DATA FOR THE TASK:
■ ■ ■ ■ ■ ■ ■

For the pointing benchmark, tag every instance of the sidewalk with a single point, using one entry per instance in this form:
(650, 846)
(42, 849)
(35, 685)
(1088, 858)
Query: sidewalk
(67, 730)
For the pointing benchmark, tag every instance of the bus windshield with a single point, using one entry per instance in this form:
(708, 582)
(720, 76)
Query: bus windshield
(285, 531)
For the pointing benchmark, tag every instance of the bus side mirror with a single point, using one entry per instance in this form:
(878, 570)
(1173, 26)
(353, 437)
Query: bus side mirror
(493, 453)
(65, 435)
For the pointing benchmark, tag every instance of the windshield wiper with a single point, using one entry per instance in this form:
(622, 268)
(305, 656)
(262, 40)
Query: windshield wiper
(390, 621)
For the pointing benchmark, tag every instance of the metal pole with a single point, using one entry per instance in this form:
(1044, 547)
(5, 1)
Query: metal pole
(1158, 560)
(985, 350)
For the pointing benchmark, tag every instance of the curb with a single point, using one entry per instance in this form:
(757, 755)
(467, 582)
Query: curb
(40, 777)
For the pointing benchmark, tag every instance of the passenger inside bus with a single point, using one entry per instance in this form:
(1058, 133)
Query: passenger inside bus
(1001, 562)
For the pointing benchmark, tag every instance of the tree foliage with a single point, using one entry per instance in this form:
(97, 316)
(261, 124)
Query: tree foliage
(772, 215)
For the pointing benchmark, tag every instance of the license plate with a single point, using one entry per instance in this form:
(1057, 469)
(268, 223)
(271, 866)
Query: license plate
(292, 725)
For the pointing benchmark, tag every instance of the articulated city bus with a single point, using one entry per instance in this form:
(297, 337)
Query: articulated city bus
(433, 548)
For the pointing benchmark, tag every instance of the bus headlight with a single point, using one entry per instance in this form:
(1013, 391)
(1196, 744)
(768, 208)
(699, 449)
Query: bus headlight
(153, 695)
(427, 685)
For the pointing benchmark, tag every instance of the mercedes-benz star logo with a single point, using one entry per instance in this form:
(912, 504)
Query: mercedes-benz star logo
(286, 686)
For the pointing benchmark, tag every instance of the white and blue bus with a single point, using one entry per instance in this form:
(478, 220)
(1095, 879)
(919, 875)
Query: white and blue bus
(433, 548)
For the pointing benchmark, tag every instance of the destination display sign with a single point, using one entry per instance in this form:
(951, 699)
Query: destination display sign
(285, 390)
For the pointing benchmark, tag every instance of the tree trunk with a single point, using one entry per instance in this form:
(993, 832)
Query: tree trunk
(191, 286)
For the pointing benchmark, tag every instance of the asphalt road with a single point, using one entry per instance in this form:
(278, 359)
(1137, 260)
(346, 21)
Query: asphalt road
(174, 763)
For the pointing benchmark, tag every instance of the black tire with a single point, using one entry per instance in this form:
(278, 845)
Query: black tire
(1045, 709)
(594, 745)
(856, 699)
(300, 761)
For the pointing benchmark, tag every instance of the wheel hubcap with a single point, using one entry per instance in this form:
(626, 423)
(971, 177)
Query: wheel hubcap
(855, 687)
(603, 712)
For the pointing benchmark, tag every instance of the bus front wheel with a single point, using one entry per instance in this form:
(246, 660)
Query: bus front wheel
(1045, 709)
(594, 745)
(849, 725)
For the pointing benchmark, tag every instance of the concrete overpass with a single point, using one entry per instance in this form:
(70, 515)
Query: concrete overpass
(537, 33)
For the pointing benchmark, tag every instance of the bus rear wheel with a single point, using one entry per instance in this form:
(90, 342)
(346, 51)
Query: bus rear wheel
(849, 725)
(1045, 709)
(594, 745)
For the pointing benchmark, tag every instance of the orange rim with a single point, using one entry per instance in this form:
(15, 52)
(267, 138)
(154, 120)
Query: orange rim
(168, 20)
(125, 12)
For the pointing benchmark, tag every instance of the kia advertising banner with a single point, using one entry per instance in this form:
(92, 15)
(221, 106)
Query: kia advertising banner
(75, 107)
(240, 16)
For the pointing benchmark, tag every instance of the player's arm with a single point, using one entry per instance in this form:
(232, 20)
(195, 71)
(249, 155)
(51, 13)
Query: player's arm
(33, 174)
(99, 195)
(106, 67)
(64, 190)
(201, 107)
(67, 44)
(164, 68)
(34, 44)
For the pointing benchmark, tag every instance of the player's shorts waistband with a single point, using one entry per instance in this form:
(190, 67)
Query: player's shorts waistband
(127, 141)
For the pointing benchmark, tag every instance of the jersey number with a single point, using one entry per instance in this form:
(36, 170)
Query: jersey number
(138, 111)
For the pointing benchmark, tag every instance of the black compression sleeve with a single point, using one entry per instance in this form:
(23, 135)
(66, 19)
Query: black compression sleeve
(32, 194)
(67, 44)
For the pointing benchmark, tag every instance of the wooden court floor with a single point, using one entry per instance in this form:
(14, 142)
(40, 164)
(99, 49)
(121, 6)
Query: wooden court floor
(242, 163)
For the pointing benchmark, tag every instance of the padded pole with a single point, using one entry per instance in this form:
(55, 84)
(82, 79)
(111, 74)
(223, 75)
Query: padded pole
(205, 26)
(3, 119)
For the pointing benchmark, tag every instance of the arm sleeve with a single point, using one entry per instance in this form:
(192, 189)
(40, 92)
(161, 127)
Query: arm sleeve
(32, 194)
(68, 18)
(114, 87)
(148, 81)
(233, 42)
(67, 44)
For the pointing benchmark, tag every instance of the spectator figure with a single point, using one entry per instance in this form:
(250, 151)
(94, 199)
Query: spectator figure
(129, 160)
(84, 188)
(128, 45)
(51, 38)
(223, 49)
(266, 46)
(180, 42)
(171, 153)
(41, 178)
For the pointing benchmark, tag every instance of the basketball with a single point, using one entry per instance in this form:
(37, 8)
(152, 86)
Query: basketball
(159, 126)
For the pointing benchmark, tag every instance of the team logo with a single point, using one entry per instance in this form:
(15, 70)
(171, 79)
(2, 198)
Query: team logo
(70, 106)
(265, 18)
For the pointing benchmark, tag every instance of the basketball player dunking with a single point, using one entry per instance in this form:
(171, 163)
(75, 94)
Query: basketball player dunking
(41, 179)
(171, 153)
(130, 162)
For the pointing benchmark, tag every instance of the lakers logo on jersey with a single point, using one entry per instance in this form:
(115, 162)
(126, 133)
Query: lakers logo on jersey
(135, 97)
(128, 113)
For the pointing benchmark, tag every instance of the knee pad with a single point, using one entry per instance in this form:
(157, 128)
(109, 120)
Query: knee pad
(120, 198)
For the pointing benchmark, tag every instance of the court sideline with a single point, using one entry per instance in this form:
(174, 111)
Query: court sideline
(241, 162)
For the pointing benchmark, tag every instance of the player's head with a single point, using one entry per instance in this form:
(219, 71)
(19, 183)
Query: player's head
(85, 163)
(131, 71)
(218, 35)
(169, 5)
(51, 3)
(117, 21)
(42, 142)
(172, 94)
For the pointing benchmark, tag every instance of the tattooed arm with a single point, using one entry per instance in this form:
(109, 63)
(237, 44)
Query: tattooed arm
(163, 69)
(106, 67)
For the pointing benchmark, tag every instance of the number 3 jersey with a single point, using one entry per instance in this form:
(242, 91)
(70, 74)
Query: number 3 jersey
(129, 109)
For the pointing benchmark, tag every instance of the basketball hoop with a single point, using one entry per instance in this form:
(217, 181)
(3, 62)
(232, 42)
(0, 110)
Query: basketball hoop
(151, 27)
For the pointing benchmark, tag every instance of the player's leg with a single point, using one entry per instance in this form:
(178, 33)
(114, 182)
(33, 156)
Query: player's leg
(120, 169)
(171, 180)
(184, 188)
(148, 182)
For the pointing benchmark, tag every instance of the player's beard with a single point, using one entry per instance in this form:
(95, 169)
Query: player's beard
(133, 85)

■ ■ ■ ■ ■ ■ ■

WHAT IS REQUIRED:
Output the line holding "For the pointing benchmark, tag every instance of the court", then every later line through the end of the records above, exactly as given and nothing else.

RESPONSE TO THE EXERCISE:
For the pointing benchmark, tag every instance of the court sideline with a single point, using one entry per instance in this form:
(174, 111)
Query: court sideline
(241, 162)
For the pointing benchmark, tag every instance of the player's head with a single point, using one entry per instance in this form:
(219, 71)
(19, 183)
Query: player's head
(85, 163)
(131, 71)
(218, 35)
(169, 5)
(51, 3)
(117, 21)
(42, 142)
(172, 94)
For the pointing benchmark, tag every instance of the tattooed arm with a single point, using one entry per instance in this form:
(109, 63)
(237, 44)
Query: tattooed arm
(163, 69)
(106, 67)
For the pointing benchmark, tag every instance of the number 3 jersey with a single point, using one entry per instance in this form:
(242, 91)
(70, 74)
Query: number 3 jersey
(129, 109)
For the pointing benchmark, tag every instance of the basketball hoop with a single point, using one entry per instance in this form:
(217, 181)
(3, 62)
(232, 42)
(0, 110)
Query: basketball hoop
(151, 27)
For the pointing benchmark, tag every instance of the player's leg with a single point, using one entry per instance in this form:
(178, 33)
(114, 182)
(33, 156)
Query: player's leg
(120, 169)
(171, 180)
(184, 188)
(148, 182)
For the pointing benchmark, tag every instance of the player's beard with a single point, using one entry per instance in this form:
(95, 169)
Query: player's beard
(133, 85)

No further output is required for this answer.